> **DATA FOR REVIEW**:

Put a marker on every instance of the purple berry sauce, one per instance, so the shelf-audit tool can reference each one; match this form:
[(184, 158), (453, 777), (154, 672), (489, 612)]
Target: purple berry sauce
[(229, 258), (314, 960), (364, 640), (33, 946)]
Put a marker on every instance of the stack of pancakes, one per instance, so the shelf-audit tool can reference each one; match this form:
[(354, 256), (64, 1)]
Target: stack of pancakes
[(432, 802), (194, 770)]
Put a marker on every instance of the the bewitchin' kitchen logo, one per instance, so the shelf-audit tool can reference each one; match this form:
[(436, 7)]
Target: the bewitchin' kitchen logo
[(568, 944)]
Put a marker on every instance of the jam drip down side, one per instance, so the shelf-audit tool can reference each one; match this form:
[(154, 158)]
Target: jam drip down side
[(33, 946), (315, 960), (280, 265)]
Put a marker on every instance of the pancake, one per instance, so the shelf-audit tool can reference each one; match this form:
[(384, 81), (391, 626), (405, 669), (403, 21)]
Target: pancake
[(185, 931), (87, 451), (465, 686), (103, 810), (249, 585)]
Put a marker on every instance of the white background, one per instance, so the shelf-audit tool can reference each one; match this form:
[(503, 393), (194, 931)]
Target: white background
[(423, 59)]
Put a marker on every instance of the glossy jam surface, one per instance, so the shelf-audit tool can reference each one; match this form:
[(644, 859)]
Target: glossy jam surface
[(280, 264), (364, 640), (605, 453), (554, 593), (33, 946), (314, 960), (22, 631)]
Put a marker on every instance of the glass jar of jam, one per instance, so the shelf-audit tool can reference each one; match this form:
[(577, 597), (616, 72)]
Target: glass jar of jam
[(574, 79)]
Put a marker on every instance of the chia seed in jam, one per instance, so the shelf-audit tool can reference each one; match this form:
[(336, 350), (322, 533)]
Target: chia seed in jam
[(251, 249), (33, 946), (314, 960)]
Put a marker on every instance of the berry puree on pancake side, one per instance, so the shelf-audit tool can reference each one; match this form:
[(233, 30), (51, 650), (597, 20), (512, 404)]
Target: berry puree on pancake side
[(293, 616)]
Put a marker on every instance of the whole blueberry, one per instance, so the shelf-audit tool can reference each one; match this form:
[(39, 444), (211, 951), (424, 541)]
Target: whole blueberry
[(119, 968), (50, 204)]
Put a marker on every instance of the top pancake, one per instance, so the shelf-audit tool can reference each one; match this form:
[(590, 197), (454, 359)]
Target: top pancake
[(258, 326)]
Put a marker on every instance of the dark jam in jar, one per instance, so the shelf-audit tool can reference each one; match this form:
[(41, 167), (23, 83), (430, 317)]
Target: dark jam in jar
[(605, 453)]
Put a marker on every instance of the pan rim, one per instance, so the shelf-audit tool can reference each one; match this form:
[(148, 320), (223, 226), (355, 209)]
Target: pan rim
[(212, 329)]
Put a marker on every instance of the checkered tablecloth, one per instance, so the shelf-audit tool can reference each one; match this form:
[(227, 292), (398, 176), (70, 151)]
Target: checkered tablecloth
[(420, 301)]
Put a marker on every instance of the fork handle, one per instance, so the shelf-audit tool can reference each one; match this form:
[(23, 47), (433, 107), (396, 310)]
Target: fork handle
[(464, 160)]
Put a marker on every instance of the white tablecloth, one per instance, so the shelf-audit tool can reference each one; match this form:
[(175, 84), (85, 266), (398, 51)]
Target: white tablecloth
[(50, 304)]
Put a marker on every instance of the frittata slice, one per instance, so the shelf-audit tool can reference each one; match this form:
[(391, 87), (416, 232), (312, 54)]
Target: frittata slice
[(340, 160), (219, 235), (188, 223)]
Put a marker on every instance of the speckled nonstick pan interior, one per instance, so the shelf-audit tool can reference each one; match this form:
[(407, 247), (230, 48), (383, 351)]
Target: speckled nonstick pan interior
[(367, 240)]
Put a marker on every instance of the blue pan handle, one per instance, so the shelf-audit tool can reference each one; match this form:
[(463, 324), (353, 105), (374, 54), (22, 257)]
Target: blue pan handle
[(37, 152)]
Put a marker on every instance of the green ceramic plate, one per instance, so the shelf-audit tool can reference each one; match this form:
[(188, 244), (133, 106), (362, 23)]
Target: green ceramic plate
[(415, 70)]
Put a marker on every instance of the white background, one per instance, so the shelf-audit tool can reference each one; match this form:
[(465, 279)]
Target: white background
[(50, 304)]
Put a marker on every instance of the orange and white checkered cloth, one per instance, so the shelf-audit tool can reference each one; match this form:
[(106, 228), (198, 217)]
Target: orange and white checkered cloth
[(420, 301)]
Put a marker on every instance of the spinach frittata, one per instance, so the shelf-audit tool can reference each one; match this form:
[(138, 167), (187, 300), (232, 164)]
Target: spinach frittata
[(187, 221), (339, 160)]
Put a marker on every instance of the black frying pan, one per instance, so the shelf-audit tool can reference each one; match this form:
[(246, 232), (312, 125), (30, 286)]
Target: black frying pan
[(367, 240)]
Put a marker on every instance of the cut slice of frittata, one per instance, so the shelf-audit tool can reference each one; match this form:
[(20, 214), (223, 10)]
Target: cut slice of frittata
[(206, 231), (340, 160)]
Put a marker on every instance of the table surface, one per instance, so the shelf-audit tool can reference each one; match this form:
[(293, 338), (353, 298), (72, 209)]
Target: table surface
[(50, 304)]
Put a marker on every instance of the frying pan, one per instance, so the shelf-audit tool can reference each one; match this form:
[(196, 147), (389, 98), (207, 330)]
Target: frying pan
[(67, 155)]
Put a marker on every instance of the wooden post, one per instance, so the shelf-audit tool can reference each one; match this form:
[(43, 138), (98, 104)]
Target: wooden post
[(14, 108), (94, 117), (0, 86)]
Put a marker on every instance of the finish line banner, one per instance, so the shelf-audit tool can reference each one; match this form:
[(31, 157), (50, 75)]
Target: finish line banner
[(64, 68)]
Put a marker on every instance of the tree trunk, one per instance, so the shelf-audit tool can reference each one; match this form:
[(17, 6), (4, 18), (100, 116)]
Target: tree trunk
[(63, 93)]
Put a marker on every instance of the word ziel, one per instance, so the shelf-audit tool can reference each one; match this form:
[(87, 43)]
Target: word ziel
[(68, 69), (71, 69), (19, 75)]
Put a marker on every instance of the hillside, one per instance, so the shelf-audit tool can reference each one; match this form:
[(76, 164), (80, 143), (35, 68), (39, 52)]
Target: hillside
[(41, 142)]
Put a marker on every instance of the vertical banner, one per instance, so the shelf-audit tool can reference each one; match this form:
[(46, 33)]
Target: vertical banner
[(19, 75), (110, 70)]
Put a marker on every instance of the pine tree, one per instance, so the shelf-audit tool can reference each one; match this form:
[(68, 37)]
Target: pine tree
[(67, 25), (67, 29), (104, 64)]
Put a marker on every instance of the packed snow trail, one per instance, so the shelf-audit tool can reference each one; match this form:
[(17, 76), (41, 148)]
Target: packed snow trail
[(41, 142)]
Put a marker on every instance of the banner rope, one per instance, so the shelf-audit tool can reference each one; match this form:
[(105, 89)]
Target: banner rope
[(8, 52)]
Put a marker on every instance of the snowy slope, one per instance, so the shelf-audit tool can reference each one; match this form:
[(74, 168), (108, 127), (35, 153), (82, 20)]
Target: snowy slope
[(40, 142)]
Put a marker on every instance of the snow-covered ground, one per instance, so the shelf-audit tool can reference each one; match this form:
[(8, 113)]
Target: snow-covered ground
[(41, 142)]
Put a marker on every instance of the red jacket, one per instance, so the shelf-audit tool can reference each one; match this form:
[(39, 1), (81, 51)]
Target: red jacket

> **EXERCISE**:
Look at the records above. Copy every line where the string "jacket" occurs.

> **FINISHED TASK**:
Put a marker on every instance of the red jacket, one per instance, so the shelf-audit tool can reference each one; match this form:
Target: red jacket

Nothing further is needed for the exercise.